## DOCUMENT TEXT:
He’s not the same guy who will excel at track & field events that rely on long extremities. Sometimes your strength in one area is your weakness in another. I’m socially incompetent, but I’m a pretty good analyst. I have to be realistic about the places where I can achieve my best results.

There are MANY people trying to sell you on strategies to use social media to enhance and grow your business. Be realistic about it. Most of us are not going to replicate the same success. In fact, I’ve heard people presenting social media marketing as a success story when it really didn’t seem to be why they were successful in the first place.  

Maybe they don’t even understand their own success. Then there are scammers who know that there’s an audience quite hungry for a social media marketing formula that will magically transform them into financial success.  It won’t, but desperate people will buy into that idea.

Marketers have a term they use for people who are desperate for a solution that they don’t understand: suckers. Here are some examples.

  • Have you ever bought a camera or accessory because you thought it would give you better pictures?
  • Have you ever bought a training video or seminar on social media marketing because you thought it would improve your business?
  • Have you ever bought anything from someone you thought was an expert because he/she said it would give you a result you didn’t understand how to achieve on your own?

## LISTED RECORDS:
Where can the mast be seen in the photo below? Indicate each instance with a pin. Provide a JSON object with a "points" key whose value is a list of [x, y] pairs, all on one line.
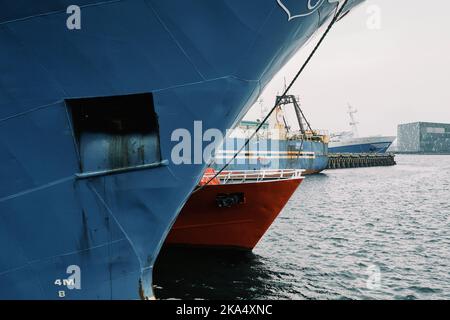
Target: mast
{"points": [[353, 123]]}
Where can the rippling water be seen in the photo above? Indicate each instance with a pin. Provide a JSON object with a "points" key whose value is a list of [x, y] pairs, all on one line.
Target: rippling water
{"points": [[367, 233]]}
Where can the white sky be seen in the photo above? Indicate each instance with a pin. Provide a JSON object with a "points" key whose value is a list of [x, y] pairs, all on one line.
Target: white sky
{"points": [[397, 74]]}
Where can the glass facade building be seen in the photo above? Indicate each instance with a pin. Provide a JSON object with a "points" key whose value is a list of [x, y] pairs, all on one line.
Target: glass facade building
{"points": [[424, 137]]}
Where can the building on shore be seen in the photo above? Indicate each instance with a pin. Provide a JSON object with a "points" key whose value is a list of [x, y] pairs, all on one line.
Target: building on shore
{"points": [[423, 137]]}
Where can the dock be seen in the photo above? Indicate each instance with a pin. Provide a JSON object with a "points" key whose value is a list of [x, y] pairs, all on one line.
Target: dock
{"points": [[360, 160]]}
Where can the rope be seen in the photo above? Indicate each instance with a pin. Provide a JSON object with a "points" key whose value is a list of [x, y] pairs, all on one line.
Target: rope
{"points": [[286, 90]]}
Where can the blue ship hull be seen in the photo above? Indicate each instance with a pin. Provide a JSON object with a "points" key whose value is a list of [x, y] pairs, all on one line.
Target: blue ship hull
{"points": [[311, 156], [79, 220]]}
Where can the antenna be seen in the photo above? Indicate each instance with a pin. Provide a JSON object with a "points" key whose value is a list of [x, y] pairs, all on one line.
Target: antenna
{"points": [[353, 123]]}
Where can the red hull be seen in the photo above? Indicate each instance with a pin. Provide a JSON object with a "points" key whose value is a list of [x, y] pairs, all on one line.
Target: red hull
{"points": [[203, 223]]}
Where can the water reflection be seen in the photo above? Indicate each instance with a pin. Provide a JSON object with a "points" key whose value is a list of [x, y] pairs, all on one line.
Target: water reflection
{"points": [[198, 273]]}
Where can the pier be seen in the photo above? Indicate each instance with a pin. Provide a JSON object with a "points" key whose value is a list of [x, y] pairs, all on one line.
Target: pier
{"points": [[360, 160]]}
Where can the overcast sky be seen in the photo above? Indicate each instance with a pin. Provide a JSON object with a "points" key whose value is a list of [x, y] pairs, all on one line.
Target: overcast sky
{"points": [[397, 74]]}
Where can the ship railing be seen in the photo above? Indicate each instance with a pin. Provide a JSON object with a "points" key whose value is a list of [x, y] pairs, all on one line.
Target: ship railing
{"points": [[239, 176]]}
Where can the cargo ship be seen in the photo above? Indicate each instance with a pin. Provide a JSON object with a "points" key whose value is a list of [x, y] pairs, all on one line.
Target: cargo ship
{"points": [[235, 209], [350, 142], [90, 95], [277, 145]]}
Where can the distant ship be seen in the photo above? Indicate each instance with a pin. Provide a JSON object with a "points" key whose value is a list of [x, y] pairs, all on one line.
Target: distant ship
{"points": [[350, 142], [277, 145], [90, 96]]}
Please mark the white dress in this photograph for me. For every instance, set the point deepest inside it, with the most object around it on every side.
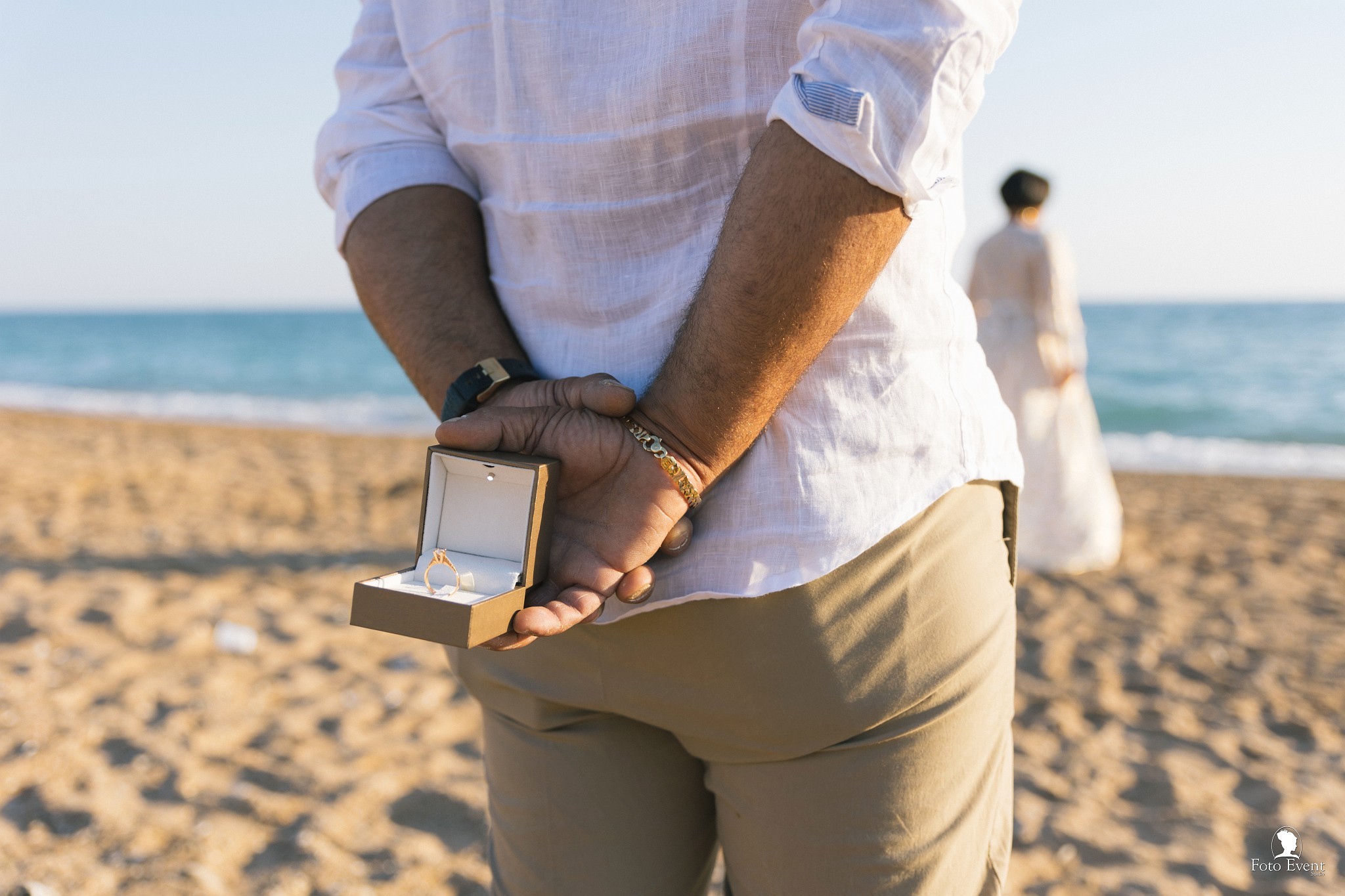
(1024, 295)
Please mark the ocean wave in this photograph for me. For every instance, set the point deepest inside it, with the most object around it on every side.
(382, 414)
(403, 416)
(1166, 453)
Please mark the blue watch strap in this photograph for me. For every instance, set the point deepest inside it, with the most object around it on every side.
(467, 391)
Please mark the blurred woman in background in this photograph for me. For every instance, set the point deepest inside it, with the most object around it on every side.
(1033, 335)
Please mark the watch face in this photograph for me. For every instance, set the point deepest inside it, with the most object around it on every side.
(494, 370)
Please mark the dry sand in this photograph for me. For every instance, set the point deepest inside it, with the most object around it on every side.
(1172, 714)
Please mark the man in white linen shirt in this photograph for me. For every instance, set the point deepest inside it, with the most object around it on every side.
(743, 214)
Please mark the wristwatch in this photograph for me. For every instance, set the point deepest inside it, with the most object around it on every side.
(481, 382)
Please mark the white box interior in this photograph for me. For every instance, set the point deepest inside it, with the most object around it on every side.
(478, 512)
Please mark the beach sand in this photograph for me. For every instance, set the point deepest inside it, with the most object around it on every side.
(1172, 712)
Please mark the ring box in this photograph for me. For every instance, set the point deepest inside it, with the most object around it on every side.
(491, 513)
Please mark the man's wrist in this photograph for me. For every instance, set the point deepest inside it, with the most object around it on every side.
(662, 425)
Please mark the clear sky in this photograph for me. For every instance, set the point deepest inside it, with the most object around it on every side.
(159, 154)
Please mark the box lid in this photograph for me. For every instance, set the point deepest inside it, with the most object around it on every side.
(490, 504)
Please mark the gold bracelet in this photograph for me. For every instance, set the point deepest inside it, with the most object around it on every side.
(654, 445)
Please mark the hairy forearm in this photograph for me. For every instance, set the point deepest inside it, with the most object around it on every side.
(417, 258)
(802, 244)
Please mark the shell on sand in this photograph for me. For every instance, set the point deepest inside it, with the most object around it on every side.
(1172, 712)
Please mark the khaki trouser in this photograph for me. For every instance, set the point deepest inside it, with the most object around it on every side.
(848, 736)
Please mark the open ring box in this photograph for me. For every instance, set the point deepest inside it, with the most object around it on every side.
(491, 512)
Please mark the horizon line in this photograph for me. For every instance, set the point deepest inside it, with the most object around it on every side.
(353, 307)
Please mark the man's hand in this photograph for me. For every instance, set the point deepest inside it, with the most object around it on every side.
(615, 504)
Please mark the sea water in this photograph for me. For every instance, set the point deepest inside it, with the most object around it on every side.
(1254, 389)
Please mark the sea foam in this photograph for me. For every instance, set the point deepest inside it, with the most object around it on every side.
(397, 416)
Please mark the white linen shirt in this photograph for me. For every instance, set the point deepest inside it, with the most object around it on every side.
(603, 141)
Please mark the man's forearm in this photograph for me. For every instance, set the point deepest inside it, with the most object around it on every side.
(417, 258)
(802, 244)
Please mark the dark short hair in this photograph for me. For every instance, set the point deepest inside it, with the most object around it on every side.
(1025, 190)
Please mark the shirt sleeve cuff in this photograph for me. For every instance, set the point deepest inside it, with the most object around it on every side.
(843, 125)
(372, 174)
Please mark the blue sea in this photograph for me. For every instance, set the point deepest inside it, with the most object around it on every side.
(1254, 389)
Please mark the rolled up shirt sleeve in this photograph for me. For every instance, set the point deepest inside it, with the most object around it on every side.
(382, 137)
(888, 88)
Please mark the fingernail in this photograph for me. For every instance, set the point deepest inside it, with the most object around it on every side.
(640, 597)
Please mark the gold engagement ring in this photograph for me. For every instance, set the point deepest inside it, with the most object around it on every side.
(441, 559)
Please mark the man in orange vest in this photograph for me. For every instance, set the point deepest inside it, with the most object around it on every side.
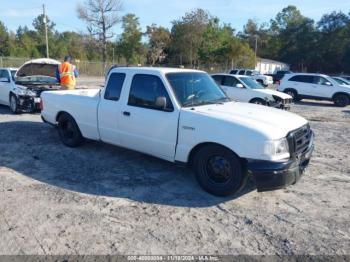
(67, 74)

## PROBLEMS TO SOLVE:
1) In the essay on social media marketing, what term do marketers use for people who are desperate for a solution they don't understand?
2) List every purchase named in the bulleted examples of the essay on social media marketing.
3) Carry on the essay on social media marketing, picking up after its final bulleted example.

## EXERCISE RESPONSES:
1) Suckers.

2)
- A camera or accessory
- A training video or seminar on social media marketing
- Anything from someone thought to be an expert

3)
If you said Yes to any of those, then you understand the power of desperation. People are desperate for social media marketing to work because they see it work for someone else.

Yet, they don’t understand the cause and effect.  Have you ever considered that some of those social media stars actually built their business and followed it by doing something other than social media marketing?  Think back to the starting quarterback.  Sometimes popularity is a side effect.

Social Media Marketing is Not an Excuse for Poor Business Planning

Maybe that’s the core misunderstanding I see with so many people looking at social media marketing courses. They don’t know what they’re supposed to do in business, so they latch on to something that’s supposed to solve their problems.

It’s an old problem. People in direct mail marketing learned the hard way that buying a mailing list doesn’t necessarily yield sales. If the list isn’t targeted at people who are interested in what you have to offer, then they just perceive it as junk mail.  It’s not enough to find an audience. You have to find a targeted audience that is ready and willing to get what you have to offer.

Is your audience on 500px, Flickr, Facebook, Instagram, or Twitter? What do they want from you? What are they willing to exchange in order to get something from you? When you visit these sites, are you engaging with customers or hanging out with your buddies…or worse, potential competitors?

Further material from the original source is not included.